== INFORMATION PROVIDED

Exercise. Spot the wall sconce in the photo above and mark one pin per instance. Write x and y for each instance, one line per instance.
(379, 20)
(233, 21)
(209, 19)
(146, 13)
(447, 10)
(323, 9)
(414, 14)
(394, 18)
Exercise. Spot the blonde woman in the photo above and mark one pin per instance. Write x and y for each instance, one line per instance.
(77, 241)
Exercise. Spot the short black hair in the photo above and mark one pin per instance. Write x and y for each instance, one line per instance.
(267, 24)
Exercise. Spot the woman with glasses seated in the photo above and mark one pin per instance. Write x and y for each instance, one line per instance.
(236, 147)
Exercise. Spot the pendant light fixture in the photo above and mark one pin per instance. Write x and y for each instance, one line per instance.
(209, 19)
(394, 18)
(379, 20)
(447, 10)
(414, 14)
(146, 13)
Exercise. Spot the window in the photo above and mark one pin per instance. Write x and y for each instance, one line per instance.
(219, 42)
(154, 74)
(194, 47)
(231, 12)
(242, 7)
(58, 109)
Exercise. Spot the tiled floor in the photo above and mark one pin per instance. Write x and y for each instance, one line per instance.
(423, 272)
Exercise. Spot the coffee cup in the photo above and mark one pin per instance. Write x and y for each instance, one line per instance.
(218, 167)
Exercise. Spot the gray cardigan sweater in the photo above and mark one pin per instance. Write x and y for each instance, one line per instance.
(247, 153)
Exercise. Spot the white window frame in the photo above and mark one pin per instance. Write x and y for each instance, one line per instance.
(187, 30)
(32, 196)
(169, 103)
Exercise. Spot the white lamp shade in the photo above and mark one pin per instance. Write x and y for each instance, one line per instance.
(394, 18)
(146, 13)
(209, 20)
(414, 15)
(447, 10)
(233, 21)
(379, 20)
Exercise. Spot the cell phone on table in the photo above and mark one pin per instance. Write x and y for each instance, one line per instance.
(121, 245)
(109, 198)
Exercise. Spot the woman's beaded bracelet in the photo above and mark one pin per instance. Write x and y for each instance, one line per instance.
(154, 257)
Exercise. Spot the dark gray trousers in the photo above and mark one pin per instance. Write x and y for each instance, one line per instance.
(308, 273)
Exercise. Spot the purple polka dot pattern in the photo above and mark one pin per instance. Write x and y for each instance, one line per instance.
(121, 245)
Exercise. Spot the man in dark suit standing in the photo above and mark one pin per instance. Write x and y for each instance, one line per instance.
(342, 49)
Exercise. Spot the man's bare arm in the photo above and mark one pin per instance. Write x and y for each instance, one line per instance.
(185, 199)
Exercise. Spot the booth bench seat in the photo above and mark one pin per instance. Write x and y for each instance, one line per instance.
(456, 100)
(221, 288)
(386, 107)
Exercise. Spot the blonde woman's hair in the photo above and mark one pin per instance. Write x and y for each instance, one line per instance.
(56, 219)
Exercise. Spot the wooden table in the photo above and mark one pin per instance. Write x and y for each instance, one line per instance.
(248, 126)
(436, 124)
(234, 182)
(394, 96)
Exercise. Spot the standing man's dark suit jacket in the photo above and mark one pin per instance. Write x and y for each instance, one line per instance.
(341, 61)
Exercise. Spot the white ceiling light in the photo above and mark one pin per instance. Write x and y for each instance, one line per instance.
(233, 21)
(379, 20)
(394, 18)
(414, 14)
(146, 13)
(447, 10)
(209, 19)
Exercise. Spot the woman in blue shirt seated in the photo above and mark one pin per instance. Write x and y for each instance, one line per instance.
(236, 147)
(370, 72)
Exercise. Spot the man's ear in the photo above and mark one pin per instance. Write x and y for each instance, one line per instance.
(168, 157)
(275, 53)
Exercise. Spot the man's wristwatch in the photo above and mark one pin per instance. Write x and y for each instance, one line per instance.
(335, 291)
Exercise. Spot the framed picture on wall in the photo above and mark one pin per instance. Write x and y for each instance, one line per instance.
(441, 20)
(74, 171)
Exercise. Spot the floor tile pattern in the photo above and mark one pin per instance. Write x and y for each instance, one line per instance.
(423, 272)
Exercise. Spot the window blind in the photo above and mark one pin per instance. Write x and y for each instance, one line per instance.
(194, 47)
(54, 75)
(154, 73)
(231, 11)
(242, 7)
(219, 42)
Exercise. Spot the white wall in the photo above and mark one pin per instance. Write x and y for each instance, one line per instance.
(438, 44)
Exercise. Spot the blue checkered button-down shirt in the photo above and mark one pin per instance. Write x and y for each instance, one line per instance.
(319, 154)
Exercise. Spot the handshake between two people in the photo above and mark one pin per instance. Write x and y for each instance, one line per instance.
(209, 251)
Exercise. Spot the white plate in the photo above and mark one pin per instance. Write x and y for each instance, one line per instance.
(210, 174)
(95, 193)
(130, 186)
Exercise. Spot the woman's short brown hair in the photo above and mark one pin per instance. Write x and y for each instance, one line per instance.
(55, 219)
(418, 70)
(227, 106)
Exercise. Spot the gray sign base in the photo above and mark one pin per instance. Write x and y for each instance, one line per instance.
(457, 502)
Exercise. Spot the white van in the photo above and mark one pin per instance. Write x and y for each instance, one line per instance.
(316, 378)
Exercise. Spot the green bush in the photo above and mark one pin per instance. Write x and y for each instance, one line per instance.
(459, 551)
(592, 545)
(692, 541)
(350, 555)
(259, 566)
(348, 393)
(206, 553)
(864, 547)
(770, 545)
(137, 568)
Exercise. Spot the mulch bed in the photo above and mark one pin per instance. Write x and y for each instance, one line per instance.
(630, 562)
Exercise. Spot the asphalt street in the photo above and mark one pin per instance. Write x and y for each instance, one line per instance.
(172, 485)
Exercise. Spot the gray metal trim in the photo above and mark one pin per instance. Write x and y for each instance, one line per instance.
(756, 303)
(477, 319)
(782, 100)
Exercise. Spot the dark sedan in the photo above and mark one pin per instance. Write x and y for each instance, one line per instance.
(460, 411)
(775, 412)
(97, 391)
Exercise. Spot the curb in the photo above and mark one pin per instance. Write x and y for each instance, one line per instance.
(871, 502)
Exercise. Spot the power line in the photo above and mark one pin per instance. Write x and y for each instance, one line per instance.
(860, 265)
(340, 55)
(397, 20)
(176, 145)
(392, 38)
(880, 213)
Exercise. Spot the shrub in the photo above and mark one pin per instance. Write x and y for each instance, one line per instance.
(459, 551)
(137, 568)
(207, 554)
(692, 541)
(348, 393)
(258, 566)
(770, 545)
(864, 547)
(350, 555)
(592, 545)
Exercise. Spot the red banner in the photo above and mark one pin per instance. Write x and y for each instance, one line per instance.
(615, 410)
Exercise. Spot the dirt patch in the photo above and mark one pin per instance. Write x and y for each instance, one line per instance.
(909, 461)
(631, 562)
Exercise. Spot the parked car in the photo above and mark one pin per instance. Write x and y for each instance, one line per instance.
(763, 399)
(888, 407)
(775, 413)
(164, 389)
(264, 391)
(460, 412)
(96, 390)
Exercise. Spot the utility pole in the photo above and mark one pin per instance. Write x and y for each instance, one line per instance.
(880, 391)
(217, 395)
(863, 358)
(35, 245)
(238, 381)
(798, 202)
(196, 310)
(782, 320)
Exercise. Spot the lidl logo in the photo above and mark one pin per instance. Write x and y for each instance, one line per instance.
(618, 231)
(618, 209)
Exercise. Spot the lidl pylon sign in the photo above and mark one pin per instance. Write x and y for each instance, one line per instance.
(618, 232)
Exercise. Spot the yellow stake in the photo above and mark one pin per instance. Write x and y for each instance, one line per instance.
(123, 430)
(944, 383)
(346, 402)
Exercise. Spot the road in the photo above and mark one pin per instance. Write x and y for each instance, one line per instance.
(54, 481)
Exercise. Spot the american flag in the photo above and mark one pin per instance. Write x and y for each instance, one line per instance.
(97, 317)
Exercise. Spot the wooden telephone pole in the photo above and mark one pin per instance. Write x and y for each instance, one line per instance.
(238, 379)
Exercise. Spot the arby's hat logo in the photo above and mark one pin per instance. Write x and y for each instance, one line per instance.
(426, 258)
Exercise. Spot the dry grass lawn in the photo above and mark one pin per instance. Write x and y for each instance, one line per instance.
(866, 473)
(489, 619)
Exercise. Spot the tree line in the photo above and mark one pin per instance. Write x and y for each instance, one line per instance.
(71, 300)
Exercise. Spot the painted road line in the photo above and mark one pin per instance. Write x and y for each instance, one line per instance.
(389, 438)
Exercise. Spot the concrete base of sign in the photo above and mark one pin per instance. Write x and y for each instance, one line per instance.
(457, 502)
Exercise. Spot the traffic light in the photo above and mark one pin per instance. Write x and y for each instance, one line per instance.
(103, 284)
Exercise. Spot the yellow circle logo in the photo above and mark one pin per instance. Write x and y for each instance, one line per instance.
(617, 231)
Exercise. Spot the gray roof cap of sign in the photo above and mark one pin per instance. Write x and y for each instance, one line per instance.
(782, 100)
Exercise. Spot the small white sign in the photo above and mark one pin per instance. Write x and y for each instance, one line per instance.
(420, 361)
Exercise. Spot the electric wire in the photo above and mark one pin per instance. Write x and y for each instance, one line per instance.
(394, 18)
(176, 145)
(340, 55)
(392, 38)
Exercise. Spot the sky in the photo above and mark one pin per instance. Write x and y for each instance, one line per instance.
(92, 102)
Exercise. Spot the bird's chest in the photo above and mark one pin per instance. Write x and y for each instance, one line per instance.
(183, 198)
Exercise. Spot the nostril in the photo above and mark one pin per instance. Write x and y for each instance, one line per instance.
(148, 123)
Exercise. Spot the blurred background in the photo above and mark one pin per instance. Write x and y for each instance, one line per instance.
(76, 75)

====

* PROBLEM DESCRIPTION *
Quote, word for word, every line starting at the one that contains "Exercise. Spot the traffic" and ending with the final line of the entries.

* RESPONSE AREA *
Exercise. Spot the traffic light in the photo above and mark one pin per instance. Write x and y for each instance, one line per instance.
(103, 284)
Exercise. Spot the yellow circle logo in the photo above and mark one pin per instance. Write x and y for each instance, one line per instance.
(617, 231)
Exercise. Spot the gray roof cap of sign in the photo above and mark one pin per instance. Write x and y for each instance, one line per instance.
(782, 100)
Exercise. Spot the small white sign in the photo above and mark one pin per instance. Write x and y for each instance, one line per instance.
(420, 361)
Exercise. Spot the electric wire in the photo above and mark one pin per instance. Write x and y for each instance, one line per instance.
(394, 18)
(176, 145)
(340, 55)
(392, 38)
Exercise. Spot the sky in the photo above and mark one pin per instance. Write x and y for each instance, one line per instance.
(92, 102)
Exercise. Spot the bird's chest in the photo above and mark one pin per instance. Write x and y for each instance, one line per instance.
(183, 198)
Exercise. Spot the nostril in the photo above and mark one pin per instance. Write x and y for each instance, one line per instance.
(148, 123)
Exercise. Spot the blurred background in the photo above and mark one pin per instance. Write x and y for each instance, one line per instance.
(76, 75)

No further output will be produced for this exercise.